--- Begin Text provided ---
Why I like Kolide for Device Remediation and Assurance

A Brief Summary
My Expectations for This Project
What Does Our Security Model Look Like Today?
Why Device Assurance Is Essential for Large Businesses
So, What Do We Do?
Going Forward
Closing Out

A Brief Summary

After several months of configuration refactoring on macOS, Apple’s statements of “Declarative Device Management is the new hotness!”, and about to begin approaching our Okta & Windows Infrastructure - I realized I need something to not only validate our configurations are applied successfully and working as expected - but something we can use to help reduce friction of tickets, and inform our employees on a way to validate and fix those problems themselves.

We need a third-party Device Assurance and Posture Checking tool that can integrate with multiple systems.

Info

November 2024 Update:

The company Kolide has been purchased by 1Password, and going forward in any new blog posts (as long as I can remember it), will be referred to as 1Password (formerly Kolide).

The product Kolide, in any new blog posts (again, as long as I can remember it), will be referred to as 1Password’s Device Trust solution (formerly Kolide).

My Expectations for This Project

When I joined $currentJob, we had two understandings (check the blog post time compared to my work history to figure out where / when that is).

Our Windows Devices are up to standard.
After several refactoring improvements and months of work after I joined, our macOS devices were now up to standard.

However, there were several fallacies to this understanding.

We used an MSP for our Windows Management that did little work or hardening of our devices — at least not more than the baseline security compliance that any non-technical user could do. They were anything but proactive.
On macOS, if a configuration (like a password) was set prior to the configuration profile being deployed, it wouldn’t necessarily require a change of the password to put it into compliance. This applies to various situations that could potentially prove problematic. NOTE
Apple’s services are only sometimes as reliable as Microsoft’s.
Microsoft’s services are only sometimes as reliable as Apple’s.

NOTE: In Sonoma, this behavior is supposedly supposed to be fixed, however, I have first hand experience of pushing a password profile down, expiring and waiting for the password policy to finish applying - and nothing occurs. I can still use my insecure old password on my device. Great job Apple!

This made me realize that we need ways to evaluate an on-device policy that cannot be determined via Intune, Jamf, Crowdstrike, etc. Sure, Jamf has extension attributes, but they don’t really do as much as what we need in the grand scheme of things. We need a secondary compliance processor and broker that doesn’t merely set the configuration but also verifies that it is correctly configured.
--- End Text provided ---
--- Begin Data block ---
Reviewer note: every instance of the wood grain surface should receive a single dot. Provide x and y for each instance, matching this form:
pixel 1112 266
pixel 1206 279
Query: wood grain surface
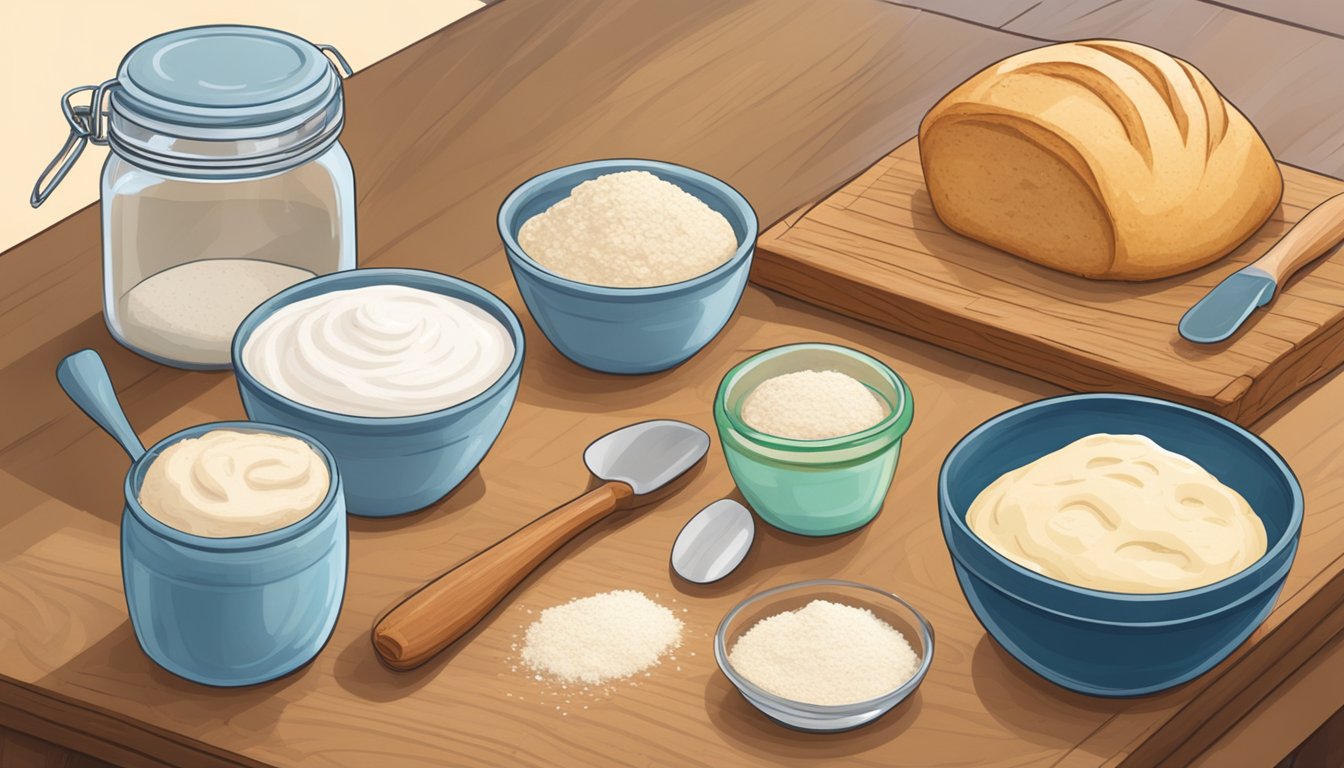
--- End Data block ---
• Actions to take:
**A.** Condense the paragraph beginning "This made me realize" from the post on Kolide and device assurance into two or three shorter sentences that keep its main facts.
**B.** Continue the post on Kolide and device assurance from its final paragraph.

• Answers per task:
**A.** On-device policies cannot always be evaluated through Intune, Jamf, Crowdstrike, or similar tools, and Jamf's extension attributes do not cover enough of what is needed. A secondary compliance processor and broker is therefore required, one that both sets configurations and verifies that they are correctly configured.

**B.**
While osquery is an incredible tool, it is sometimes difficult to convince a large-scale business to use open source software in an enterprise, especially in a regulated industry, for the details I had in mind with how I wanted to use it to improve several of our processes. Such as:

Device Problem Ownership - placing the responsibility back on the end user
Reducing Technical Support Ticket requests - reducing the inbound ticket support system
Improve Logging, Alerting, and Monitoring Excellence (AKA: LAME) around end-user devices
Improve our Linux attestation from 0% to anything higher

What Does Our Security Model Look Like Today?

At $currentJob currently follows a Zero Trust Security model. However, what does that actually mean?

There are various different implementations of this model and what it means, but fundamentally:

Zero Trust Policy is a cybersecurity model that assumes no entity, whether inside or outside the network, can be trusted by default. Verification is required from everyone attempting to gain access to resources within the network, regardless of their location or whether they have been previously verified.

In practice, this means:

Verify Explicitly: Always verify access requests using all available data points, such as user identity, location, device health, service or workload, and data classification.
Use Least Privileged Access: Limit user and device access to only the resources necessary to perform their functions. This minimizes the potential damage from compromised credentials.
Assume Breach: Operate with the assumption that the network is already compromised and design security measures accordingly. This includes minimizing the impact of breaches and enhancing the ability to detect malicious activity.

Key components of that mean implementing Identity verification (both as a person, device, machine, service, etc.), Continuous Monitoring of User / Device / Device Security in real time, Endpoint Security—such as an EDR, Network Segmentation of both offices, cloud infrastructure, or any other network sections, and finally, Adaptive Policies for Service Access.

We do all of this well enough, but how do we improve? How do we take this to the next level? Let’s up our game!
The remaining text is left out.